**DOCUMENT TEXT**.
** Start **

In addition to the tables referred in views, there are three that are mentioned in the documentation but not implemented as a view in information_schema: triggers, events, and routines.


show create table triggers\G
*************************** 1. row ***************************
       Table: triggers
Create Table: CREATE TABLE `triggers` (
  `id` bigint(20) unsigned NOT NULL AUTO_INCREMENT,
  `schema_id` bigint(20) unsigned NOT NULL,
  `name` varchar(64) CHARACTER SET utf8 NOT NULL,
  `event_type` enum('INSERT','UPDATE','DELETE') COLLATE utf8_bin NOT NULL,
  `table_id` bigint(20) unsigned NOT NULL,
  `action_timing` enum('BEFORE','AFTER') COLLATE utf8_bin NOT NULL,
  `action_order` int(10) unsigned NOT NULL,
  `action_statement` longblob NOT NULL,
  `action_statement_utf8` longtext COLLATE utf8_bin NOT NULL,
  `created` timestamp(2) NOT NULL DEFAULT CURRENT_TIMESTAMP(2) ON UPDATE CURRENT_TIMESTAMP(2),
  `last_altered` timestamp(2) NOT NULL DEFAULT CURRENT_TIMESTAMP(2),
  `sql_mode` set(/*removed*/) COLLATE utf8_bin NOT NULL,
  `definer` varchar(93) COLLATE utf8_bin NOT NULL,
  `client_collation_id` bigint(20) unsigned NOT NULL,
  `connection_collation_id` bigint(20) unsigned NOT NULL,
  `schema_collation_id` bigint(20) unsigned NOT NULL,
  PRIMARY KEY (`id`),
  UNIQUE KEY `schema_id` (`schema_id`,`name`),
  UNIQUE KEY `table_id` (`table_id`,`event_type`,`action_timing`,`action_order`),
  KEY `client_collation_id` (`client_collation_id`),
  KEY `connection_collation_id` (`connection_collation_id`),
  KEY `schema_collation_id` (`schema_collation_id`),
  CONSTRAINT `triggers_ibfk_1` FOREIGN KEY (`schema_id`) REFERENCES `schemata` (`id`),
  CONSTRAINT `triggers_ibfk_2` FOREIGN KEY (`table_id`) REFERENCES `tables` (`id`),
  CONSTRAINT `triggers_ibfk_3` FOREIGN KEY (`client_collation_id`) REFERENCES `collations` (`id`),
  CONSTRAINT `triggers_ibfk_4` FOREIGN KEY (`connection_collation_id`) REFERENCES `collations` (`id`),
  CONSTRAINT `triggers_ibfk_5` FOREIGN KEY (`schema_collation_id`) REFERENCES `collations` (`id`)

** End **

**SHORT PROBLEM 1**. In the triggers table excerpt, which three tables are mentioned in the documentation but not implemented as a view in information_schema?
**SHORT PROBLEM 2**. Using the triggers table excerpt, explain why the `table_id` value in a row of `triggers` must match an existing `id` in the `tables` table.

**RECORD EXCERPTS**.
** Start **

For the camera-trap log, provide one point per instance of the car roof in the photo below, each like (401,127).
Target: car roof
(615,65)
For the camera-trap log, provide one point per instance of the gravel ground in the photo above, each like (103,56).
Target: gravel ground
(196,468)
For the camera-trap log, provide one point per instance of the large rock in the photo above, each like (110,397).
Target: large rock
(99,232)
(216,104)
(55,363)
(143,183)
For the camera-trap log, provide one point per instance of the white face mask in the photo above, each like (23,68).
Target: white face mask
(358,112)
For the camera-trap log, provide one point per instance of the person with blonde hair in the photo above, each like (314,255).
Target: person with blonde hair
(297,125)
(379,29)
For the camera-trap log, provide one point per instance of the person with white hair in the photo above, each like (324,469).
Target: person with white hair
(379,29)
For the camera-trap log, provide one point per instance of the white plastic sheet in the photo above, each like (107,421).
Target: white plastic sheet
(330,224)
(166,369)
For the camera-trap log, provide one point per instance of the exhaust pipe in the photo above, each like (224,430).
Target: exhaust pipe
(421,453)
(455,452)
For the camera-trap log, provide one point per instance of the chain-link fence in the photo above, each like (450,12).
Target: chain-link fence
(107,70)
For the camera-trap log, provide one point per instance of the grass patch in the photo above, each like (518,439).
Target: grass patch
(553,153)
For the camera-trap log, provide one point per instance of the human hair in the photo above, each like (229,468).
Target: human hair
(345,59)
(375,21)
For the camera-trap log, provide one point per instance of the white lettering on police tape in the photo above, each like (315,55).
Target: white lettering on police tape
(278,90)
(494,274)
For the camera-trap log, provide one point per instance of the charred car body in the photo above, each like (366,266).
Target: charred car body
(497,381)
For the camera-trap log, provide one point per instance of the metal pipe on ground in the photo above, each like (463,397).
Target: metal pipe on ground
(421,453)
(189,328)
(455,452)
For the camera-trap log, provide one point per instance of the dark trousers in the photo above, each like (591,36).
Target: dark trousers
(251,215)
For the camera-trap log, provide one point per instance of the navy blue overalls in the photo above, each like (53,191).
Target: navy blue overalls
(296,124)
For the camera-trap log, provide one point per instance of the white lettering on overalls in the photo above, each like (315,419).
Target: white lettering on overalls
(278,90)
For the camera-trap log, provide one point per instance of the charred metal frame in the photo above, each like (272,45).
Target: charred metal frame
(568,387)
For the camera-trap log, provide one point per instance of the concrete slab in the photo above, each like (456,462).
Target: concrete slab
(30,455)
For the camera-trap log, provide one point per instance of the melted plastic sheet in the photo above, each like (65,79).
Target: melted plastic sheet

** End **

**FULL ANSWER 1**. Triggers, events, and routines.

**FULL ANSWER 2**. The definition declares the constraint `triggers_ibfk_2` as a foreign key on `table_id` that references `tables` (`id`). Every `table_id` stored in `triggers` must therefore correspond to an `id` in `tables`.